• _Supplied records_

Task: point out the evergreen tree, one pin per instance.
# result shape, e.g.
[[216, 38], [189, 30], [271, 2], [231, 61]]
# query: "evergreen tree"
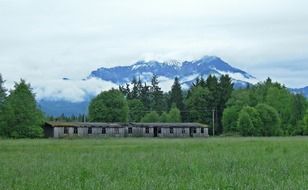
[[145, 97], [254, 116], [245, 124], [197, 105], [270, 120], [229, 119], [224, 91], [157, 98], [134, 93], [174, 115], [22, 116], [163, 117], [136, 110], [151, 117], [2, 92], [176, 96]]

• _Work instruction_
Everything in the records except the pictures should be printed again exactly.

• _Solution below_
Task: point out the evergreen tree, one pin per instance.
# result shape, e.g.
[[216, 38], [189, 30], [271, 2], [231, 61]]
# query: "evergreen tree"
[[145, 97], [254, 116], [245, 124], [197, 105], [270, 120], [229, 119], [224, 91], [157, 98], [134, 93], [174, 115], [22, 116], [163, 117], [136, 110], [151, 117], [2, 92], [176, 96]]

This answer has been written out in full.